Work to complete
Each entry that follows needs to be written out exactly, with nothing left out.

Information provided
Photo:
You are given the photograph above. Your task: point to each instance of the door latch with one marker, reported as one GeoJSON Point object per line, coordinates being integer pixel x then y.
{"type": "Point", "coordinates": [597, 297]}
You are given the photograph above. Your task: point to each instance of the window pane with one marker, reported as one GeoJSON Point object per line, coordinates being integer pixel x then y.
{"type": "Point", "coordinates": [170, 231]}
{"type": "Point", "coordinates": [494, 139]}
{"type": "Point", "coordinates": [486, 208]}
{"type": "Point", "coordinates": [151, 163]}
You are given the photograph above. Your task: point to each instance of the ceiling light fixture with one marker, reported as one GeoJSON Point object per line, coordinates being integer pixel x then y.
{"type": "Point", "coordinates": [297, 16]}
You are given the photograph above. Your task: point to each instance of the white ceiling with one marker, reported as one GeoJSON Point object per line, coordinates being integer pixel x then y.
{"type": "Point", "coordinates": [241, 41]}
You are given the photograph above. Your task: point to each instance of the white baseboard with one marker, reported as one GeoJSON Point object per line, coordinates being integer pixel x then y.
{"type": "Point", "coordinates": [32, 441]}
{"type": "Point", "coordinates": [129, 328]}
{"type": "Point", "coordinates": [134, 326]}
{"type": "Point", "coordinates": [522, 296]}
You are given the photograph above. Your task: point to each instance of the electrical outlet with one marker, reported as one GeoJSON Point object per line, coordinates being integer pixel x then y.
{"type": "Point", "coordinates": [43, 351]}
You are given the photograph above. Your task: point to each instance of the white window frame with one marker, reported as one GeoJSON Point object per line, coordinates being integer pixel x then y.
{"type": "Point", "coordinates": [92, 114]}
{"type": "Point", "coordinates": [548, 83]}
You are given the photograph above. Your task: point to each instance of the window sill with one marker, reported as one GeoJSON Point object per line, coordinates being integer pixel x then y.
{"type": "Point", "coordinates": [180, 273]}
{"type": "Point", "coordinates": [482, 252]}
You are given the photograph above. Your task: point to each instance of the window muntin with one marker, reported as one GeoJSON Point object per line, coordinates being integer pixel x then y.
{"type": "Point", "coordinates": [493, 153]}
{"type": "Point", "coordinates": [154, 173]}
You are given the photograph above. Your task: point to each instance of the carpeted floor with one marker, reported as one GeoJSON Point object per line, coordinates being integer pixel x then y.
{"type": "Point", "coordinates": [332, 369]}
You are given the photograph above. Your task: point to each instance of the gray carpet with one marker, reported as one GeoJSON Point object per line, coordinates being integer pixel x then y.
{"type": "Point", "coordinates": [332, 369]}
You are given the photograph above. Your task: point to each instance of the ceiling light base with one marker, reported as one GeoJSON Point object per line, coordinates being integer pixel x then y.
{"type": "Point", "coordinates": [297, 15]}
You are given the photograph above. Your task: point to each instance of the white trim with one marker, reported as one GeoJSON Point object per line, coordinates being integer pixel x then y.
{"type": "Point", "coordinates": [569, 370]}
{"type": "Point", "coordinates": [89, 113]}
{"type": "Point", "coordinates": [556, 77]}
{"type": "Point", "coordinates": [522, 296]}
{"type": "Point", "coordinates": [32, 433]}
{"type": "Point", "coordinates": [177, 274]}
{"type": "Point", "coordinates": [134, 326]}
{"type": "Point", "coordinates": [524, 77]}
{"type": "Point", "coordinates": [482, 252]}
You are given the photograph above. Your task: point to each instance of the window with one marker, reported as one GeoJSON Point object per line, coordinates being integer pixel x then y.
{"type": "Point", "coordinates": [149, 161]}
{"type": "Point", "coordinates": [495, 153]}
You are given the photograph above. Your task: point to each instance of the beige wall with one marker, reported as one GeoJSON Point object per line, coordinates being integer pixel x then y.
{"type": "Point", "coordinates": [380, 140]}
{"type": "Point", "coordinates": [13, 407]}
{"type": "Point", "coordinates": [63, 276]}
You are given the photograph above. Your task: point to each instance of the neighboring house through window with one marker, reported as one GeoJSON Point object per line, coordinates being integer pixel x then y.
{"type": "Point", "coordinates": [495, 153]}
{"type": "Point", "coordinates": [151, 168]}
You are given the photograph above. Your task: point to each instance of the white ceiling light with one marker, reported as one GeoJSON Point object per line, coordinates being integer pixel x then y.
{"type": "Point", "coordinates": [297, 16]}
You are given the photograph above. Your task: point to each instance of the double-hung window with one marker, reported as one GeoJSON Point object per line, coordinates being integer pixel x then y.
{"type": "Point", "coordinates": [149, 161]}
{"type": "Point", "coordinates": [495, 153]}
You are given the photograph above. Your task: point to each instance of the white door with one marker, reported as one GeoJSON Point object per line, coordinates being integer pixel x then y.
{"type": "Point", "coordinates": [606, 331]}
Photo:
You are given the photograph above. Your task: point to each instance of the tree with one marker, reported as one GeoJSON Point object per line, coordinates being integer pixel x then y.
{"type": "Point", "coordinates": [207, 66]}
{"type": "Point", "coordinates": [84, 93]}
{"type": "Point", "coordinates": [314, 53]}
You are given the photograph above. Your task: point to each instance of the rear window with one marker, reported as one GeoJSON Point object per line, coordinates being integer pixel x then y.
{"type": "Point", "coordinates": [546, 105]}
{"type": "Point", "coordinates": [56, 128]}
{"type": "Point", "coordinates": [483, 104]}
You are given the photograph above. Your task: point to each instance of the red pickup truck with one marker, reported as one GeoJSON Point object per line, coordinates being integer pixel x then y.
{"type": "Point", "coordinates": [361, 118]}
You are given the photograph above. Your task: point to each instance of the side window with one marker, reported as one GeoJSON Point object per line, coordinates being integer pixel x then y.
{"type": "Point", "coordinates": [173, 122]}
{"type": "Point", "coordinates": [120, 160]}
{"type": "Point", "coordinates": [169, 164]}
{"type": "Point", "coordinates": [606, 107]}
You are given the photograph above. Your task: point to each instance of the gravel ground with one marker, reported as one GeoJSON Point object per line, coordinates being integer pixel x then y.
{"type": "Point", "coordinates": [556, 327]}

Answer below
Photo:
You are given the photograph above. Your task: point to each instance of the door latch with one marker, reported as one GeoJSON Point object per line, coordinates being integer pixel x then y.
{"type": "Point", "coordinates": [597, 297]}
You are given the photograph above. Your task: point to each instance of the window pane with one marker, reported as one GeoJSON Point object per line, coordinates being integer pixel x then y.
{"type": "Point", "coordinates": [170, 231]}
{"type": "Point", "coordinates": [494, 139]}
{"type": "Point", "coordinates": [486, 208]}
{"type": "Point", "coordinates": [151, 163]}
You are given the photograph above. Your task: point to each instance of the ceiling light fixture with one marker, reported as one GeoJSON Point object per line, coordinates being integer pixel x then y.
{"type": "Point", "coordinates": [297, 16]}
You are given the photograph above. Your task: point to each instance of the white ceiling with one marker, reported as one GeoJSON Point object per line, coordinates being integer pixel x then y.
{"type": "Point", "coordinates": [241, 41]}
You are given the photograph above. Your task: point to each instance of the white baseboard with one marker, reported as one GeoJSON Point object per line, coordinates being integer pixel x then y.
{"type": "Point", "coordinates": [32, 441]}
{"type": "Point", "coordinates": [129, 328]}
{"type": "Point", "coordinates": [134, 326]}
{"type": "Point", "coordinates": [522, 296]}
You are given the photograph above. Your task: point to each instance of the electrical outlet with one marker, reported as one GeoJSON Point object per line, coordinates being integer pixel x then y.
{"type": "Point", "coordinates": [43, 351]}
You are given the photograph above. Your task: point to each instance of the white window frame with one marker, reported as one GeoJSON Point object per line, coordinates being integer pixel x then y.
{"type": "Point", "coordinates": [92, 114]}
{"type": "Point", "coordinates": [548, 83]}
You are given the photograph above. Your task: point to each instance of the window sill with one marker, reported as one GeoJSON Point object per line, coordinates being integer pixel x then y.
{"type": "Point", "coordinates": [180, 273]}
{"type": "Point", "coordinates": [482, 252]}
You are given the photograph above. Your task: point to each instance of the window muntin with one marker, reported as one GeoJSON Point object per line, coordinates being integer pixel x then y.
{"type": "Point", "coordinates": [493, 153]}
{"type": "Point", "coordinates": [154, 173]}
You are given the photograph above. Your task: point to each instance of the carpeted floor with one marker, reported as one GeoJSON Point object per line, coordinates being integer pixel x then y.
{"type": "Point", "coordinates": [332, 369]}
You are given the photograph above. Your task: point to each instance of the gray carpet with one marker, reported as one GeoJSON Point object per line, coordinates being integer pixel x then y.
{"type": "Point", "coordinates": [332, 369]}
You are given the photograph above. Your task: point to each instance of the ceiling light base with one marker, reported as one GeoJSON Point object per line, coordinates being integer pixel x then y.
{"type": "Point", "coordinates": [297, 15]}
You are given the photograph above. Your task: point to each instance of the white trim with one marker, reported as one GeoJSON Point object per line, coordinates being integer pixel x then y.
{"type": "Point", "coordinates": [569, 370]}
{"type": "Point", "coordinates": [89, 113]}
{"type": "Point", "coordinates": [556, 77]}
{"type": "Point", "coordinates": [522, 296]}
{"type": "Point", "coordinates": [32, 433]}
{"type": "Point", "coordinates": [177, 274]}
{"type": "Point", "coordinates": [134, 326]}
{"type": "Point", "coordinates": [524, 77]}
{"type": "Point", "coordinates": [482, 252]}
You are given the photograph above. Your task: point to each instance of the window with one marker, reported as one GeoJSON Point object per line, coordinates being integer pixel x then y.
{"type": "Point", "coordinates": [149, 161]}
{"type": "Point", "coordinates": [495, 153]}
You are given the photograph above. Your task: point to each instance of the beige wall with one marker, reported as one GeoJSON Point object per line, coordinates being integer pixel x then y.
{"type": "Point", "coordinates": [380, 140]}
{"type": "Point", "coordinates": [13, 407]}
{"type": "Point", "coordinates": [63, 276]}
You are given the photograph above. Your task: point to each instance of the neighboring house through window with one marker, reported as one GeoJSON Point object per line, coordinates being integer pixel x then y.
{"type": "Point", "coordinates": [495, 153]}
{"type": "Point", "coordinates": [151, 168]}
You are given the photograph above. Your task: point to each instance of the white ceiling light with one marker, reported as one GeoJSON Point object per line, coordinates being integer pixel x then y.
{"type": "Point", "coordinates": [297, 16]}
You are given the photograph above. Your task: point to each instance of the double-hung window with one marker, reported as one GeoJSON Point object per line, coordinates being integer pixel x then y.
{"type": "Point", "coordinates": [149, 161]}
{"type": "Point", "coordinates": [495, 153]}
You are given the photograph above. Your task: point to each instance of the white door with one marker, reported as one GeoJSON Point object per line, coordinates being integer pixel x then y.
{"type": "Point", "coordinates": [606, 331]}
Photo:
You are given the photograph above. Your task: point to each instance of the tree with one marker, reported as one GeoJSON Point object per line, coordinates being integer pixel x then y.
{"type": "Point", "coordinates": [207, 66]}
{"type": "Point", "coordinates": [84, 93]}
{"type": "Point", "coordinates": [314, 53]}
You are given the photograph above. Your task: point to each instance of the rear window with one marker, reported as one GeoJSON Point object per line, coordinates being integer pixel x then y.
{"type": "Point", "coordinates": [546, 105]}
{"type": "Point", "coordinates": [56, 128]}
{"type": "Point", "coordinates": [483, 104]}
You are given the photograph above. Your task: point to each instance of the red pickup truck with one marker, reported as one GeoJSON Point object per line, coordinates being integer pixel x then y.
{"type": "Point", "coordinates": [361, 118]}
You are given the photograph above. Your task: point to each instance of the side window with one marker, reported as one GeoJSON Point object per line, coordinates being integer pixel x then y.
{"type": "Point", "coordinates": [173, 122]}
{"type": "Point", "coordinates": [120, 160]}
{"type": "Point", "coordinates": [169, 164]}
{"type": "Point", "coordinates": [606, 107]}
You are given the photograph above. Your task: point to each instance of the gravel ground with one marker, reported as one GeoJSON Point object per line, coordinates being integer pixel x then y.
{"type": "Point", "coordinates": [556, 327]}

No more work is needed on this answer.